(What is asked) Reproduce the data below, replacing "Outlines" with "Polygons" everywhere and leaving everything else unchanged.

(Information shown)
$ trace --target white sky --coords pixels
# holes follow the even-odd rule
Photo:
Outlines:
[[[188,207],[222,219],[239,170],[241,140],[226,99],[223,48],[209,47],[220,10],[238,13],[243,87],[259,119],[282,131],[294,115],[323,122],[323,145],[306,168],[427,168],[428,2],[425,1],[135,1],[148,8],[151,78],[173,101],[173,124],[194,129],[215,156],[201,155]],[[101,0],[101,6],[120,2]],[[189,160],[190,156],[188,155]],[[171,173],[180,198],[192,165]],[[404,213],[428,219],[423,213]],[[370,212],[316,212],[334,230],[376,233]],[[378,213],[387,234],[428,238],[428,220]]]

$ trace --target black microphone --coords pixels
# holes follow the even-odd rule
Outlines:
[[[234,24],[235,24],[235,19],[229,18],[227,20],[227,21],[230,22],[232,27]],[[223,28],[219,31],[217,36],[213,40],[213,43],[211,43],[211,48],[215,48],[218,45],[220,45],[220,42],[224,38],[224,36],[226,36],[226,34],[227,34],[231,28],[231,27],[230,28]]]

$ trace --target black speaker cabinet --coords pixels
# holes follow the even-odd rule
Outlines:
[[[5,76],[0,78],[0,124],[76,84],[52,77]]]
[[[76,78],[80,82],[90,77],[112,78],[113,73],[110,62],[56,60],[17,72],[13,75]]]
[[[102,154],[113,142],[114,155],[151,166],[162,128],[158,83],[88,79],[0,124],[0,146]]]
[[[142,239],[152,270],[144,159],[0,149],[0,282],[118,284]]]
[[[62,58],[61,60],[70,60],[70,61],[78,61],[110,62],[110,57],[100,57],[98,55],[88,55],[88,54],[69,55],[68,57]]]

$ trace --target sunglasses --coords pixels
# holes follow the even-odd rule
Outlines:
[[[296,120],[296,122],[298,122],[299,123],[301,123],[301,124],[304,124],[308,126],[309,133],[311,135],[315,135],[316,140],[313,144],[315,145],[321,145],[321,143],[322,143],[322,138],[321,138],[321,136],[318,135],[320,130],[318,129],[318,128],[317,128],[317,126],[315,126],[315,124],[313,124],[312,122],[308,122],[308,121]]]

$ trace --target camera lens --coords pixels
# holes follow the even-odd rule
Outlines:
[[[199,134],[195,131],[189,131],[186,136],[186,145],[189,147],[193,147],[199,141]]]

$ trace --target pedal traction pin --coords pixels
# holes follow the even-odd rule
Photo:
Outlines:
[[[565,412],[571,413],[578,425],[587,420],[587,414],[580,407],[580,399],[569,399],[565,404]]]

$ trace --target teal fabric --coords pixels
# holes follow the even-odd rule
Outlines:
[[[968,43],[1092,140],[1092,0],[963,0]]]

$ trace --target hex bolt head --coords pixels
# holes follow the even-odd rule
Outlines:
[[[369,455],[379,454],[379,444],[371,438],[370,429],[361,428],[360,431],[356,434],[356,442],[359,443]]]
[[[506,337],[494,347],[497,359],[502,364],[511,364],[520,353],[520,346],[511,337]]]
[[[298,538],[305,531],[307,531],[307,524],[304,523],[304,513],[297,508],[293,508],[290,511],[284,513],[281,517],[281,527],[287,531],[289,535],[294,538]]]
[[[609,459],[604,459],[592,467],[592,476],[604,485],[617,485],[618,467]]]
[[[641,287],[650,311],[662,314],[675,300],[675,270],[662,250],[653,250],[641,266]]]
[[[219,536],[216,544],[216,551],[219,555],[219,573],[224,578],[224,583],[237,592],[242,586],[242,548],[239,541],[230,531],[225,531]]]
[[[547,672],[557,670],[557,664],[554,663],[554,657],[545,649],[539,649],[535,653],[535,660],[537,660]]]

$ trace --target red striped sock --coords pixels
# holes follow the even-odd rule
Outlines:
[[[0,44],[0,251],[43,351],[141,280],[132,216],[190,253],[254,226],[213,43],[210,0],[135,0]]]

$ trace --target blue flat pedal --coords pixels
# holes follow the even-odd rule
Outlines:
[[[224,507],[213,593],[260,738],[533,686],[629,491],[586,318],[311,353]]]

(Full output)
$ trace --target white sky --coords pixels
# holes follow the even-odd rule
Photo:
Polygons:
[[[188,207],[222,219],[239,170],[241,140],[226,99],[223,48],[209,47],[220,10],[238,13],[243,87],[259,119],[282,131],[294,115],[323,122],[323,145],[306,168],[427,168],[428,2],[425,1],[135,1],[148,8],[151,78],[173,101],[173,124],[194,129],[215,156],[201,155]],[[101,0],[101,6],[120,2]],[[189,160],[190,156],[188,155]],[[171,173],[180,198],[192,165]],[[404,213],[428,219],[423,213]],[[370,212],[316,212],[334,230],[376,233]],[[378,213],[387,234],[428,238],[428,220]]]

$ trace --target black microphone --coords pixels
# holes follow the even-odd rule
Polygons:
[[[234,24],[235,24],[235,19],[229,18],[227,20],[227,21],[230,22],[232,27]],[[223,28],[219,31],[217,36],[213,40],[213,43],[211,43],[211,48],[215,48],[218,45],[220,45],[220,42],[224,38],[224,36],[226,36],[226,34],[227,34],[231,28],[231,27],[230,28]]]

$ trace --target black speaker cabinet --coords pixels
# holes follow the even-odd rule
Polygons:
[[[5,76],[0,78],[0,124],[76,84],[52,77]]]
[[[76,78],[80,82],[90,77],[112,78],[113,73],[110,62],[56,60],[17,72],[13,75]]]
[[[102,154],[113,142],[114,155],[151,166],[162,128],[158,83],[88,79],[0,124],[0,146]]]
[[[142,239],[152,270],[144,159],[0,149],[0,282],[118,284]]]
[[[62,58],[61,60],[70,60],[70,61],[78,61],[110,62],[110,57],[100,57],[98,55],[88,55],[88,54],[69,55],[68,57]]]

$ trace --target sunglasses --coords pixels
# holes follow the even-odd rule
Polygons:
[[[296,120],[296,122],[298,122],[299,123],[301,123],[301,124],[304,124],[308,126],[309,133],[311,135],[315,135],[316,140],[313,144],[315,145],[321,145],[321,143],[322,143],[322,138],[321,138],[321,136],[318,135],[320,130],[318,129],[318,128],[317,128],[317,126],[315,126],[315,124],[313,124],[312,122],[308,122],[308,121]]]

$ trace --target camera lens --coords pixels
# holes follow the even-odd rule
Polygons:
[[[199,134],[195,131],[189,131],[186,136],[186,145],[189,147],[193,147],[199,141]]]

$ trace --target pedal traction pin --coords pixels
# holes follow the even-odd rule
Photo:
Polygons:
[[[565,412],[571,413],[578,425],[587,420],[587,414],[580,407],[580,399],[569,399],[565,404]]]

$ trace --target teal fabric --coords pixels
# holes follow the even-odd rule
Polygons:
[[[968,43],[1092,140],[1092,0],[963,0]]]

$ trace --target hex bolt head --coords pixels
# holes follow the even-odd rule
Polygons:
[[[369,455],[379,454],[379,444],[371,438],[370,429],[361,428],[360,431],[356,434],[356,442],[359,443]]]
[[[506,337],[494,347],[497,359],[502,364],[511,364],[520,353],[520,346],[511,337]]]
[[[298,538],[305,531],[307,531],[307,524],[304,523],[304,513],[297,508],[293,508],[290,511],[284,513],[281,517],[281,527],[287,531],[289,535],[294,538]]]
[[[609,459],[604,459],[592,467],[592,476],[604,485],[617,485],[618,467]]]
[[[641,287],[650,311],[662,314],[675,300],[675,270],[662,250],[653,250],[641,266]]]
[[[219,536],[216,544],[216,551],[219,555],[219,573],[224,578],[224,583],[237,592],[242,586],[242,548],[239,541],[230,531],[225,531]]]
[[[547,672],[557,670],[557,664],[554,663],[554,657],[545,649],[539,649],[535,653],[535,660],[537,660]]]

$ trace --target red striped sock --coords pixels
# holes follow the even-odd rule
Polygons:
[[[0,44],[0,251],[43,351],[141,280],[132,216],[190,253],[254,226],[213,43],[210,0],[135,0]]]

$ trace --target blue flat pedal --coords pixels
# holes follow the even-odd rule
Polygons:
[[[224,507],[213,593],[260,738],[533,686],[629,491],[586,318],[311,353]]]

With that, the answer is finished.